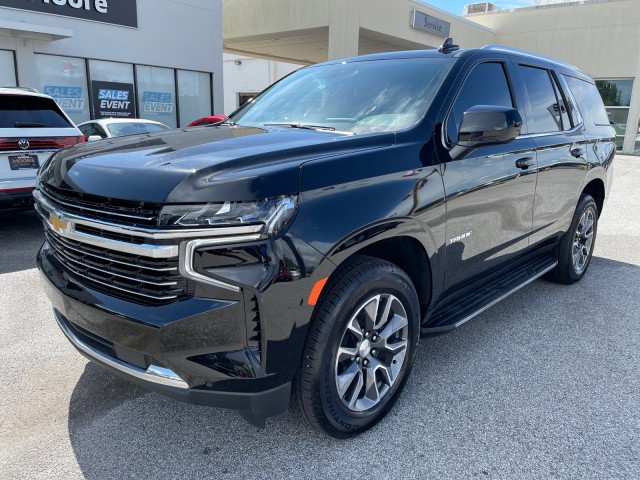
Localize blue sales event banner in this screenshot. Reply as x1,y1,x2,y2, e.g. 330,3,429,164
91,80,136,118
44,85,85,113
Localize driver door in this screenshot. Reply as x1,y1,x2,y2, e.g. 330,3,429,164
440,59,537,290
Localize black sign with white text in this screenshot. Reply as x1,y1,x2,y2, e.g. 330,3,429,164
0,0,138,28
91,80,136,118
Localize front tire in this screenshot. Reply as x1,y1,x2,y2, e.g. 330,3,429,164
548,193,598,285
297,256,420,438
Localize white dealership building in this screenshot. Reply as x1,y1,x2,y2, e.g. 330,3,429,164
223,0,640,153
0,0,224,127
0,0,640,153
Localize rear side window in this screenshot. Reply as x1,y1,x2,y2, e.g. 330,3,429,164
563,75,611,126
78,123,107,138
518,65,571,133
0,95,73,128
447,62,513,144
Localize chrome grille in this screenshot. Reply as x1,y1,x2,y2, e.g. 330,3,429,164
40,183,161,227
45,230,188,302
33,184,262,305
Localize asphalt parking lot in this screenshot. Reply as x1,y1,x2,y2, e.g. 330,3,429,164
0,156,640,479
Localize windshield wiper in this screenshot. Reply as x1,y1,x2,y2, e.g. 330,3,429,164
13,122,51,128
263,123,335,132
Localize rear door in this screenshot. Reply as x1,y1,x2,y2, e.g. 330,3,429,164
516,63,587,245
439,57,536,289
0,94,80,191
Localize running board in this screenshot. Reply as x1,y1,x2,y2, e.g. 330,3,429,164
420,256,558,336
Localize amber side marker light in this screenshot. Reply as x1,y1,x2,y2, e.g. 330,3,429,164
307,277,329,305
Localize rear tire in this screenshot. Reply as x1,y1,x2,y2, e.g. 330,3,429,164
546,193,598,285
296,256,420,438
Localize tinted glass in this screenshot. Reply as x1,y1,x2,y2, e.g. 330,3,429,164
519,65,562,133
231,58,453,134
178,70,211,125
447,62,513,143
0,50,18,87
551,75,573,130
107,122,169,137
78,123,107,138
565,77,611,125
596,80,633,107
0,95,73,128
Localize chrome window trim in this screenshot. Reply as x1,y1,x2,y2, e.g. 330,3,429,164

--

Work instructions:
Convert all of the data above into a JSON list of strings, with one string for each line and no blank lines. Leave the pictures out of the list.

Response below:
[
  "Localize blue sales event banner in this screenshot. Reply as x1,y1,x2,y2, e.g. 330,3,429,164",
  "91,80,136,118",
  "44,85,85,113",
  "Localize driver door in this screenshot. Reply as x1,y1,x2,y2, e.g. 330,3,429,164",
  "440,59,537,290",
  "Localize black sign with white text in this screenshot. Reply as x1,y1,x2,y2, e.g. 330,3,429,164",
  "0,0,138,28",
  "91,80,136,118",
  "Localize front tire in this screenshot. Reply as x1,y1,x2,y2, e.g. 330,3,429,164",
  "548,193,598,285",
  "297,256,420,438",
  "Localize white dealership building in this screenshot. Reply as x1,y1,x2,y2, e.g. 330,3,429,164",
  "223,0,640,153",
  "0,0,224,127",
  "0,0,640,153",
  "Localize rear side window in this screenshot. Reply as x1,y1,x2,y2, e.g. 330,3,429,164",
  "563,75,611,126",
  "78,123,107,138",
  "518,65,571,133",
  "0,95,73,128",
  "447,62,513,144",
  "Localize chrome grille in this screenshot. Reply as x1,y1,x2,y2, e.g. 330,3,429,164",
  "40,183,161,227",
  "45,230,188,302",
  "33,184,262,305",
  "Localize asphalt parking lot in this screenshot. Reply as x1,y1,x2,y2, e.g. 330,3,429,164",
  "0,156,640,479",
  "Localize windshield wiper in this screenshot. Reply as x1,y1,x2,y2, e.g. 330,3,429,164",
  "13,122,51,128",
  "263,123,335,132",
  "Localize rear door in this screenshot. Reply as x1,y1,x2,y2, e.g. 330,3,429,164",
  "516,63,587,245",
  "439,57,536,289",
  "0,94,80,191",
  "Localize running board in this screenshot. Reply as x1,y1,x2,y2, e.g. 330,3,429,164",
  "420,256,558,336",
  "Localize amber side marker light in this screenshot. Reply as x1,y1,x2,y2, e.g. 330,3,429,164",
  "307,277,329,305",
  "Localize rear tire in this screenshot. Reply as x1,y1,x2,y2, e.g. 330,3,429,164",
  "546,193,598,285",
  "296,256,420,438",
  "Localize tinted glass in this screenshot. Reply as x1,y1,x2,y2, e.g. 330,3,429,164",
  "519,65,562,133",
  "231,58,453,134",
  "178,70,211,125",
  "447,62,513,143",
  "0,50,18,87",
  "551,75,573,130",
  "107,122,169,137",
  "78,123,107,138",
  "565,77,611,125",
  "596,80,633,107",
  "0,95,73,128",
  "Localize chrome window trim in this screenshot. Reply as x1,y1,x2,y2, e.g. 330,3,429,164"
]